Collected data:
========
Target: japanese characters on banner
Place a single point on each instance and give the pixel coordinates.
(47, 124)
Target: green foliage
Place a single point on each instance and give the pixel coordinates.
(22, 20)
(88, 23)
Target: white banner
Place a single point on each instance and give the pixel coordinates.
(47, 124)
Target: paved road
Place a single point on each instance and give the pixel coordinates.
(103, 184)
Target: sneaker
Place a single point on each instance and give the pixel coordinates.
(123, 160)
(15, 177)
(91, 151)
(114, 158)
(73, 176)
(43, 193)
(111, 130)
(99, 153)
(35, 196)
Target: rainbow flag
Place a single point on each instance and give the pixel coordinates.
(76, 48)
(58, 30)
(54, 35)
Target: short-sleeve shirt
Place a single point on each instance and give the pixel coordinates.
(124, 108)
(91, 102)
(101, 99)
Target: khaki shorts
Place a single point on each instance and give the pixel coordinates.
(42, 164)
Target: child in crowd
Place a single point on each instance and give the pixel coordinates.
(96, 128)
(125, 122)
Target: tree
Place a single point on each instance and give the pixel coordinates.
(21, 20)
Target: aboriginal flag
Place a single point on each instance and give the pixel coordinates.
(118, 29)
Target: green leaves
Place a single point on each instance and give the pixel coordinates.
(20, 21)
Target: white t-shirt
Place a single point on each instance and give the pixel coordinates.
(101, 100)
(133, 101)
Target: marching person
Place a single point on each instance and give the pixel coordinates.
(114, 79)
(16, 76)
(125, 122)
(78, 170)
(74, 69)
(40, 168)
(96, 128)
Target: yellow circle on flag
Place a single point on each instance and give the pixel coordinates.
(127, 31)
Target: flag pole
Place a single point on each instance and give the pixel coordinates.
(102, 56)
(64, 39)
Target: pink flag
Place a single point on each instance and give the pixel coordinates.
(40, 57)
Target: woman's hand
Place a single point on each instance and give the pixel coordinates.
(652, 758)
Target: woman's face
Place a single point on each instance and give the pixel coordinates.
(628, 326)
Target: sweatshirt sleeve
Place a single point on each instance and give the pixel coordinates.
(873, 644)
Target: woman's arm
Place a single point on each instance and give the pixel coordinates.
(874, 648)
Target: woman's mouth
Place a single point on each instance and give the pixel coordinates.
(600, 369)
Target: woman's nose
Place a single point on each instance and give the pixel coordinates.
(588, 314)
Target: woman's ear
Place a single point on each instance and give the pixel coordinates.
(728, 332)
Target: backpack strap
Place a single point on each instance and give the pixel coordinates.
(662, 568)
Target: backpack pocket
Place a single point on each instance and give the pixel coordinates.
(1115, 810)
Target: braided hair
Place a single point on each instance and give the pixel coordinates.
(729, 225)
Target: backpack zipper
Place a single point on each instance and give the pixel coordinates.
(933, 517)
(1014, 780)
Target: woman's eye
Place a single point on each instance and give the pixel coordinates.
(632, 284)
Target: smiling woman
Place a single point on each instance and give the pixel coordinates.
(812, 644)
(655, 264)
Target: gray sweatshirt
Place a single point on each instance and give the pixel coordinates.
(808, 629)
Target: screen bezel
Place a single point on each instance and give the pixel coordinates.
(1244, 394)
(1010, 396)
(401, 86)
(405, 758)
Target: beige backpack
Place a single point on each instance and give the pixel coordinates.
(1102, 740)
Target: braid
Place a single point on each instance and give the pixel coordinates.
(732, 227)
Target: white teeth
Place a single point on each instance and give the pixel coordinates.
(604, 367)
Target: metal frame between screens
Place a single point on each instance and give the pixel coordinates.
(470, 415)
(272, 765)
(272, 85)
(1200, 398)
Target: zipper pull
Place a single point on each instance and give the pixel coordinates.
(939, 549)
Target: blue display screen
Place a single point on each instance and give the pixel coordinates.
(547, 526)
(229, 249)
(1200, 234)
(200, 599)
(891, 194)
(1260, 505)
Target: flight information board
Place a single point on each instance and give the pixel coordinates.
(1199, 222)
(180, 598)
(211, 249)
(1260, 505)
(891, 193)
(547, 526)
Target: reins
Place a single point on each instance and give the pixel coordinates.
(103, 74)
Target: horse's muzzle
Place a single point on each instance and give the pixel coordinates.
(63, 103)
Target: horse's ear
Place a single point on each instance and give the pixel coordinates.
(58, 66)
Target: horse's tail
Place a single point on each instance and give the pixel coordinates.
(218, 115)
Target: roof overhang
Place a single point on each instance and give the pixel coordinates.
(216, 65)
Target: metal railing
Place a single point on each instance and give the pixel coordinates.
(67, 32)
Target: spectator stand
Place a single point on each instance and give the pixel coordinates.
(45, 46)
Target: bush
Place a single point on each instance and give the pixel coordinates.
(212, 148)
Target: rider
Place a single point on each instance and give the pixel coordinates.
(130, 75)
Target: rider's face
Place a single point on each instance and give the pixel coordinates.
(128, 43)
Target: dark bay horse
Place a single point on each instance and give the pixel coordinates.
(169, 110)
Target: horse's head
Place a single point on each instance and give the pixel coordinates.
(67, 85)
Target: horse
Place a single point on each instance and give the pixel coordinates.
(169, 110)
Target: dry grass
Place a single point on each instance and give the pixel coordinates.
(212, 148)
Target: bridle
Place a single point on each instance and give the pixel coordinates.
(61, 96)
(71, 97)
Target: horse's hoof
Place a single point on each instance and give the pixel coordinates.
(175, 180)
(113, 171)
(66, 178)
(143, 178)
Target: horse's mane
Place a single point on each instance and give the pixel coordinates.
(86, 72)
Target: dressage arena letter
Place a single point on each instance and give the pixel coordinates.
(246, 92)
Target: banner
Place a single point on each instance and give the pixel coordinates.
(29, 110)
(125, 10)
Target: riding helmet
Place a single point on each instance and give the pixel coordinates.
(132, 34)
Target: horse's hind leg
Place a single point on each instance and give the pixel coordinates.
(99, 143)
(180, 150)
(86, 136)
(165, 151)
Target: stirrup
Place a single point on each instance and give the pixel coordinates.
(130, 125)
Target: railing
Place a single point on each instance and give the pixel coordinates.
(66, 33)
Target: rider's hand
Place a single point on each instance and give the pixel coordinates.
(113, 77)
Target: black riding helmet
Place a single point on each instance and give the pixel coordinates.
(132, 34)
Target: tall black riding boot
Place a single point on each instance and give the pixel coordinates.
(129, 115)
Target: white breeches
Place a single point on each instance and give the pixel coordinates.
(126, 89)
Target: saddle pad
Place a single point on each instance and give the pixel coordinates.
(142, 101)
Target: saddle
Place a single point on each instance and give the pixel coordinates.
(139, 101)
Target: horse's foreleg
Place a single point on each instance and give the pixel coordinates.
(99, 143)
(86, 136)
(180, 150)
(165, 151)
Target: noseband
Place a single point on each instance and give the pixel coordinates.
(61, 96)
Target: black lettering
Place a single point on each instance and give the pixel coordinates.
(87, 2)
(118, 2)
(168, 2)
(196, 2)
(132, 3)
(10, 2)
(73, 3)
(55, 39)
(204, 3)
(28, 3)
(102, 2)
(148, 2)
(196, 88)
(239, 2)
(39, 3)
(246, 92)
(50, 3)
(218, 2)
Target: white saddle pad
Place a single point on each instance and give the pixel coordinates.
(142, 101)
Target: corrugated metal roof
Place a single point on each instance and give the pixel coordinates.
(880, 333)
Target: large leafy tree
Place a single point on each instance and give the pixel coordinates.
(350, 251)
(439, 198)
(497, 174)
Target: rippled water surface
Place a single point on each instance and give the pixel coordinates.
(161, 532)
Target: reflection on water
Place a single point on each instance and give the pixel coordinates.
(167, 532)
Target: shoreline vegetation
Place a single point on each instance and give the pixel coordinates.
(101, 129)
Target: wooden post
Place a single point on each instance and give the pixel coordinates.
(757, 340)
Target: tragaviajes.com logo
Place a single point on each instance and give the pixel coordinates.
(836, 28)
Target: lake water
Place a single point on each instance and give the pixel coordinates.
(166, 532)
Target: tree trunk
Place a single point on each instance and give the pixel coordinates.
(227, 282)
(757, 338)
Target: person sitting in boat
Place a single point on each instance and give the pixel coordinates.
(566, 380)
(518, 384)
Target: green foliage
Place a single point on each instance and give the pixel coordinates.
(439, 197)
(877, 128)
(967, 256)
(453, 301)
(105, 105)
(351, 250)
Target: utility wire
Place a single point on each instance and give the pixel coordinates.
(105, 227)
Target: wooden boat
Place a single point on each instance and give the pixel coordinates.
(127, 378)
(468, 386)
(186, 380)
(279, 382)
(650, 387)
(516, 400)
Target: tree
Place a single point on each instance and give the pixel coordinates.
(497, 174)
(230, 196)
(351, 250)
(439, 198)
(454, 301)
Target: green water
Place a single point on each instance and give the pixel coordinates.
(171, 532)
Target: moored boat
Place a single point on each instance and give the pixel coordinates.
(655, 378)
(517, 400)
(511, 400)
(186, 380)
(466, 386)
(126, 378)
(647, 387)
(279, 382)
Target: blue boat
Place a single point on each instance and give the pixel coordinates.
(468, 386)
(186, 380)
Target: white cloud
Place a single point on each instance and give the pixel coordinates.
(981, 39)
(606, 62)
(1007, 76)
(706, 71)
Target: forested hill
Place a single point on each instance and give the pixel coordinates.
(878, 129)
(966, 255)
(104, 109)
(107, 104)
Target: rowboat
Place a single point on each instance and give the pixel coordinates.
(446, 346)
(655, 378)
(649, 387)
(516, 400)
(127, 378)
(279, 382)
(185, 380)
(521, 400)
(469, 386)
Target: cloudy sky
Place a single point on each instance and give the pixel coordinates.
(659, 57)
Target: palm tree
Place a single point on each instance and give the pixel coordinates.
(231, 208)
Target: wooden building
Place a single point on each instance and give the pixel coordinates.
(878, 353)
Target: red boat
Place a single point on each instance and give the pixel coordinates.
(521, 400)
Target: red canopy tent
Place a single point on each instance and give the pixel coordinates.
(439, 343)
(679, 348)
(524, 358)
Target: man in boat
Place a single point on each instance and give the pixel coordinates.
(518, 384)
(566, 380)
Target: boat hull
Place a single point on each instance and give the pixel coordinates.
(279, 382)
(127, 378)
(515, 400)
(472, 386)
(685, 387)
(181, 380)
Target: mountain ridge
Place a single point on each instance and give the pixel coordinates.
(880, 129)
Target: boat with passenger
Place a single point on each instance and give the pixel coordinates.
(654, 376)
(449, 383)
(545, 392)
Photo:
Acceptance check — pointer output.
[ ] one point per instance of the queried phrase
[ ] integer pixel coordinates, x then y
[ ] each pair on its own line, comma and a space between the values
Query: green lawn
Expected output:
========
Exercise goal: Find every line in the records that has the word "zipper". Then report the count alone.

Output below: 2